## About this exercise:
Please reproduce the full set of data below exactly.

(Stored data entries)
************

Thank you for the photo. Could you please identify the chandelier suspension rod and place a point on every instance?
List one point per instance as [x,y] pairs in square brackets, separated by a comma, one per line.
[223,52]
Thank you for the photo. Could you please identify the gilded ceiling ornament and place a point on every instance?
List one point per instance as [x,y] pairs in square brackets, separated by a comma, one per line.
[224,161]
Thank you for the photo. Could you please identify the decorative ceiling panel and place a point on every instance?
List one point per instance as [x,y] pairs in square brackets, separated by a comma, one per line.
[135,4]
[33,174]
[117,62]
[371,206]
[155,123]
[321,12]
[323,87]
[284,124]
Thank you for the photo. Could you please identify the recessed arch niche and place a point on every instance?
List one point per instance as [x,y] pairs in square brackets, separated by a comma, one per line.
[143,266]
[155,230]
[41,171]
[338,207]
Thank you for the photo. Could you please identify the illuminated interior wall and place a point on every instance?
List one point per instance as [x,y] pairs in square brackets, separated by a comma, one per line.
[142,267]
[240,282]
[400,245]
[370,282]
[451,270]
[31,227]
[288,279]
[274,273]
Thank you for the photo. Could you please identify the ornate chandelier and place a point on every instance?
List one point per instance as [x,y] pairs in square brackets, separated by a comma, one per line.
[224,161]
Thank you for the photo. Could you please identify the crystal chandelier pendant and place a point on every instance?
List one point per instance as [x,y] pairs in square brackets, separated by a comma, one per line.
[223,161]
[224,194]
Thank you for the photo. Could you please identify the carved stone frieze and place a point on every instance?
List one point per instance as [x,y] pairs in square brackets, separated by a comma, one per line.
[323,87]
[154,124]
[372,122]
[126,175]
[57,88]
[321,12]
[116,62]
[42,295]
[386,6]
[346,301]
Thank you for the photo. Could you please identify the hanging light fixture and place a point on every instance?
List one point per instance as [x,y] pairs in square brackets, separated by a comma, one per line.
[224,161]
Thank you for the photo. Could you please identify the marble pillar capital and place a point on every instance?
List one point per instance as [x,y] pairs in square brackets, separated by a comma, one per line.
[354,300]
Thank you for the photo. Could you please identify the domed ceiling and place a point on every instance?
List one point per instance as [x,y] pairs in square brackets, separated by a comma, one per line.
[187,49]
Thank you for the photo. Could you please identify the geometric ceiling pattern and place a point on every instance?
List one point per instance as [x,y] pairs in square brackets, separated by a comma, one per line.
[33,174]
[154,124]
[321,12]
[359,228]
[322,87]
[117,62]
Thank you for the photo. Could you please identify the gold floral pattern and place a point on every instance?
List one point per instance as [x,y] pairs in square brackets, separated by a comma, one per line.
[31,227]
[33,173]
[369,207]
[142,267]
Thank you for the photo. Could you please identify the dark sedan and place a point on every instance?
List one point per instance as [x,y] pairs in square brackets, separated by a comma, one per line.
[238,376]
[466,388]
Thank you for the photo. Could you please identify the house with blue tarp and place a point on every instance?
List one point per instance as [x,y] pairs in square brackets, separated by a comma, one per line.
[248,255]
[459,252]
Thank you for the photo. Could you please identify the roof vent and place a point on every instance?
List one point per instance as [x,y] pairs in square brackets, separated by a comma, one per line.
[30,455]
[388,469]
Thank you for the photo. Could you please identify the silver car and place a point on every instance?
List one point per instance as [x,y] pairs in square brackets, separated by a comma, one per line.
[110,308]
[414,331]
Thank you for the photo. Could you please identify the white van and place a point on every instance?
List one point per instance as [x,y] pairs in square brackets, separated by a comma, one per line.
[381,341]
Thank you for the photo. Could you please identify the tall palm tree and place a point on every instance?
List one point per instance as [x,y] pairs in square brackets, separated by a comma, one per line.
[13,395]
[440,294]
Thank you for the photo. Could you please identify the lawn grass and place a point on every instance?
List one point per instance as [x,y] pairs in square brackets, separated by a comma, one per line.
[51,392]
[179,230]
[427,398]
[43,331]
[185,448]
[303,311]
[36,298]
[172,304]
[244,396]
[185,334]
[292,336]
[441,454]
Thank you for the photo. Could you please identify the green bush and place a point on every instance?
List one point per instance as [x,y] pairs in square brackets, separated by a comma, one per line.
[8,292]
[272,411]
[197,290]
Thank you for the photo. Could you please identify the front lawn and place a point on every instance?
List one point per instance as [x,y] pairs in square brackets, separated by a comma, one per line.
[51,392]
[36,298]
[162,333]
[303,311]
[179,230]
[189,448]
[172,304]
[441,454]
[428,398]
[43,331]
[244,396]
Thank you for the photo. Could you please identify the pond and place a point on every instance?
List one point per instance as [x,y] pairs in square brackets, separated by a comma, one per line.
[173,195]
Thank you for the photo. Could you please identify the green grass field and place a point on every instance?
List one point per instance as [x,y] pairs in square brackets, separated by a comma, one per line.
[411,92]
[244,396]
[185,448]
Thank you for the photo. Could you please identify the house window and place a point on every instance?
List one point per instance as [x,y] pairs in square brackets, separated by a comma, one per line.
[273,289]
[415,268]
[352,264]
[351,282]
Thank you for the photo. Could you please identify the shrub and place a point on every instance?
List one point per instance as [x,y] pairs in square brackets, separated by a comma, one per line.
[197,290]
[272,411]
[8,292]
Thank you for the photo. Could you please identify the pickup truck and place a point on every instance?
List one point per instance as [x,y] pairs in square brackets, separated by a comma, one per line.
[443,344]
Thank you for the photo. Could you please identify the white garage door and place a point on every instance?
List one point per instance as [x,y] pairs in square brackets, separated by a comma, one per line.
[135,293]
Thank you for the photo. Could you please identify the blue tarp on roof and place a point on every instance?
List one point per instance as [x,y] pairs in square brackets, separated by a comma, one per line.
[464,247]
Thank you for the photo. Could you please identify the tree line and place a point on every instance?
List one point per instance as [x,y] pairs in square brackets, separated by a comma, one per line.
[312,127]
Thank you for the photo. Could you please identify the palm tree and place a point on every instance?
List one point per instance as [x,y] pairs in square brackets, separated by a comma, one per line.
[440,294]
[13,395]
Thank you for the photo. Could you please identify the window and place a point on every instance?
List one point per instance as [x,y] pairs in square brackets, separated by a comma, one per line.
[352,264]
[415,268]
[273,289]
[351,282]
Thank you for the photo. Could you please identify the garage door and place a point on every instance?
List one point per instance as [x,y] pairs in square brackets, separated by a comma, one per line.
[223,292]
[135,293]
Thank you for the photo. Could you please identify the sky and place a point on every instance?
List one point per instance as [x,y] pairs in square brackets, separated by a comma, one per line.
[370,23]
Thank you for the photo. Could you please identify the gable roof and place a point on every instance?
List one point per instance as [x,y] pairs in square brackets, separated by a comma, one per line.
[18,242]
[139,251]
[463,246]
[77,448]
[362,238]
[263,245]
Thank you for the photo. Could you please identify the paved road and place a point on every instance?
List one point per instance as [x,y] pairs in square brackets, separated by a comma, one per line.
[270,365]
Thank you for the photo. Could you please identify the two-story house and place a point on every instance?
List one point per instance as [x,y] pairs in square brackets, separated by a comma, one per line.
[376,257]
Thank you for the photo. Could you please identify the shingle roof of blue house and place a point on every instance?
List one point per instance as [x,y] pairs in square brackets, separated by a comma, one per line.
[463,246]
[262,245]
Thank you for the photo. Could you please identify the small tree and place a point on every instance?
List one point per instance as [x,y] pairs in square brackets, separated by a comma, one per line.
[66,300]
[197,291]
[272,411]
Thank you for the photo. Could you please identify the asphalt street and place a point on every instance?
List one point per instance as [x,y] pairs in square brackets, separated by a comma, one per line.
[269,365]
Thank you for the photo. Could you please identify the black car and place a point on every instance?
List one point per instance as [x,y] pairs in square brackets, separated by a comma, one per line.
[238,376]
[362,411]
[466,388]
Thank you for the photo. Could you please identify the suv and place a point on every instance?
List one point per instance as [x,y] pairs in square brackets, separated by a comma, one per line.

************

## Your solution:
Thank you for the photo. Could you please identify the chandelier suspension rod and place a point on every instance?
List one point per instance as [x,y] pairs in square brackets, separated by a comma, one per line.
[223,52]
Thank you for the photo. Could you please identify the gilded ceiling ornament and place a point on every instance?
List one point per instance as [x,y] pairs in square brackets, separated by a comma, one per line.
[224,161]
Thank you for the photo. Could you please identify the decorative ceiling panel and place a point on every instance?
List one point per instance as [x,y] pairs in square brackets, separated by a comma, one per line.
[135,4]
[33,174]
[117,62]
[371,206]
[155,123]
[321,12]
[323,87]
[284,124]
Thank you for the photo. Could you please identify the recessed arch niche and place a point on every instance?
List one point per instance as [x,y] pairs in square brackets, separated by a comma, one per line.
[143,266]
[155,230]
[41,171]
[338,207]
Thank you for the photo. Could you please identify the illuminated interior wall and place a point on every instance?
List one point per instance as [x,y] pairs in square brackets, separated by a comma, one per line.
[142,267]
[240,282]
[400,245]
[370,282]
[451,270]
[31,227]
[288,279]
[274,273]
Thank you for the photo. Could you please identify the ornate chandelier and place a point on every instance?
List one point per instance as [x,y] pairs in square brackets, separated by a comma, one per line.
[224,161]
Thank you for the photo. Could you please identify the crystal chandelier pendant and place a point on every instance?
List one point per instance as [x,y] pairs in square brackets, separated by a comma, one per line.
[223,161]
[224,194]
Thank you for the photo. Could you please identify the carved stone frieze and place a point on every instance?
List one point per instance as [x,y] pairs in square brackets, separated by a comma, one per line.
[323,87]
[154,124]
[372,122]
[126,175]
[57,88]
[321,12]
[116,62]
[42,295]
[386,6]
[346,301]
Thank you for the photo. Could you please identify the hanging light fixture and place a point on every instance?
List one point per instance as [x,y] pairs in square brackets, separated by a comma, one per line.
[224,161]
Thank you for the photo. Could you please identify the marble pillar capital and place a point on every instance?
List one point per instance as [x,y] pairs in square brackets, separated by a comma, one per line.
[354,300]
Thank you for the photo. Could you please identify the domed ceiling and place a point on every instance?
List one point per instance as [x,y] pairs in square brackets, separated by a comma, one per line.
[187,49]
Thank you for the photo. Could you please identify the geometric ceiling pattern and place a point on every instance?
List one point per instance as [x,y] pairs in square brackets, separated by a comma, one per line.
[33,174]
[154,124]
[321,12]
[359,228]
[322,87]
[117,62]
Thank you for the photo. Could you please identify the gold floral pattern and place a point on every instance?
List one point per instance as [x,y] pairs in square brackets, separated by a comma, one per line.
[31,227]
[33,173]
[369,207]
[142,267]
Thank you for the photo. Could you please identify the dark sedan and place a point on every instance?
List one point per instance as [x,y] pairs in square brackets, separated by a comma, one per line.
[238,376]
[466,388]
Thank you for the photo. Could you please identify the house with blue tarp and place a point on every instance?
List one point per instance as [x,y] pairs in square brackets, separated by a comma, one per line.
[248,255]
[459,252]
Thank you for the photo. Could you please identify the roof vent and place a point on every instance?
List one point per instance as [x,y] pairs in square brackets, separated by a comma, one per line.
[30,455]
[388,469]
Thank you for the photo. Could you please identify the silver car and place a point on every instance?
List one point per instance as [x,y] pairs in square brackets, separated by a comma, one per line.
[110,308]
[414,331]
Thank you for the photo. Could you please identify the white van and place a point on every instance?
List one point per instance as [x,y] pairs in square brackets, separated by a comma, one per line.
[381,341]
Thank you for the photo. Could you please identify the tall palm tree and place a point on every instance?
List one point per instance as [x,y] pairs in square brackets, separated by a comma, one per line.
[13,395]
[440,294]
Thank you for the photo. Could you please identify the lawn grass and place a point on every instance?
List one point per instance as [x,y] pairs in square brackets, separated by a comma, one per line.
[51,392]
[179,230]
[427,398]
[43,331]
[185,448]
[303,311]
[36,298]
[172,304]
[244,396]
[185,334]
[292,336]
[441,454]
Thank you for the photo. Could you please identify the green bush and place a point on every instance?
List one point per instance as [x,y] pairs in square brackets, separated by a comma, one per line.
[8,292]
[272,411]
[197,290]
Thank you for the photo. Could you please identify the front lawn and place a point on every instance?
List one point per instance as [x,y] pairs in square brackets, separated by a comma, one per line.
[51,392]
[36,298]
[162,333]
[303,311]
[179,230]
[189,448]
[172,304]
[441,454]
[428,398]
[43,331]
[244,396]
Thank you for the photo. Could you please identify the pond and place a point on every instance?
List one point per instance as [x,y] pairs in square brackets, separated by a comma, one per line.
[173,195]
Thank you for the photo. Could you please identify the green grass field and place a point on every instance?
List one point per instance as [x,y] pairs in square brackets, separated by a comma, one per line.
[411,92]
[244,396]
[185,448]
Thank you for the photo. Could you please identify the house window and place a point on every instance?
List one point per instance as [x,y] pairs in square brackets, separated by a comma, one per line.
[273,289]
[415,268]
[352,264]
[351,282]
Thank you for the photo. Could you please identify the shrub and place a point on every instance?
List one point per instance as [x,y] pairs in square brackets, separated by a comma, one per line.
[197,290]
[272,411]
[8,292]
Thank you for the photo. Could you please identify the pickup truck and place a point on every instance?
List one point per instance as [x,y] pairs in square brackets, separated by a comma, one per line.
[443,344]
Thank you for the photo. Could you please identify the white garage door and place a point on every instance?
List one point per instance as [x,y] pairs in square brackets, separated by a comma, one per line.
[135,293]
Thank you for the photo. Could you please identify the blue tarp on roof and place a point on every instance?
List one point per instance as [x,y] pairs in square brackets, separated by a comma, one per line.
[464,247]
Thank you for the photo. Could you please identify the tree line and place a point on every instance?
List one point per instance as [x,y] pairs in square brackets, separated by a comma, one per line.
[312,127]
Thank you for the photo. Could you please identify the palm tree and place a point on every instance?
List one point per instance as [x,y] pairs in square brackets, separated by a comma, one per line.
[440,294]
[13,395]
Thank you for the photo. Could you please identify the window and place a point on every instance?
List one point per instance as [x,y] pairs in square brackets, separated by a comma, one per line.
[352,264]
[415,268]
[273,289]
[351,282]
Thank you for the photo. Could you please identify the garage door and place a point on every instance?
List one point per instance as [x,y] pairs in square brackets, separated by a comma, one per line.
[223,292]
[135,293]
Thank you for the photo. Could you please identify the sky and place a point on every instance?
List one point per instance as [x,y] pairs in square brackets, separated by a comma, one per line.
[370,23]
Thank you for the photo. Could you please identify the gable roof and place a point on every instance?
List one point per instance as [x,y] pairs in square brackets, separated by a comma, one per line.
[18,242]
[139,251]
[463,246]
[77,448]
[362,238]
[263,245]
Thank you for the photo. Could you please identify the paved road and place a point on every instance?
List one point per instance as [x,y] pairs in square brackets, separated by a comma, one per line.
[270,365]
Thank you for the photo. Could you please identify the two-story house and place a point on every instance?
List one point per instance as [x,y] pairs in square brackets, separated by a comma, one per line.
[376,257]
Thank you for the photo. Could you please identify the shingle roof of blue house and place a point on every instance?
List one point per instance as [x,y] pairs in square brackets, separated by a comma, one per line.
[463,246]
[262,245]
Thank you for the photo. Could you please identify the small tree and place a point on every instance?
List one point per instance as [x,y] pairs in square brackets, separated by a comma, one per line.
[66,300]
[197,291]
[272,411]
Thank you for the photo. Could you please identify the asphalt street and place a point on every instance?
List one point per instance as [x,y] pairs in square brackets, separated by a comma, one per line.
[269,365]
Thank you for the photo. Could you please identify the black car and place a point on every instance?
List one point per instance as [x,y] pairs in square brackets, separated by a comma, one per line.
[238,376]
[362,411]
[466,388]
Thank you for the photo. Could you please identify the suv and place a point on every instance?
List one point per instance as [x,y] pairs in square brackets, separated by a comma, one per line.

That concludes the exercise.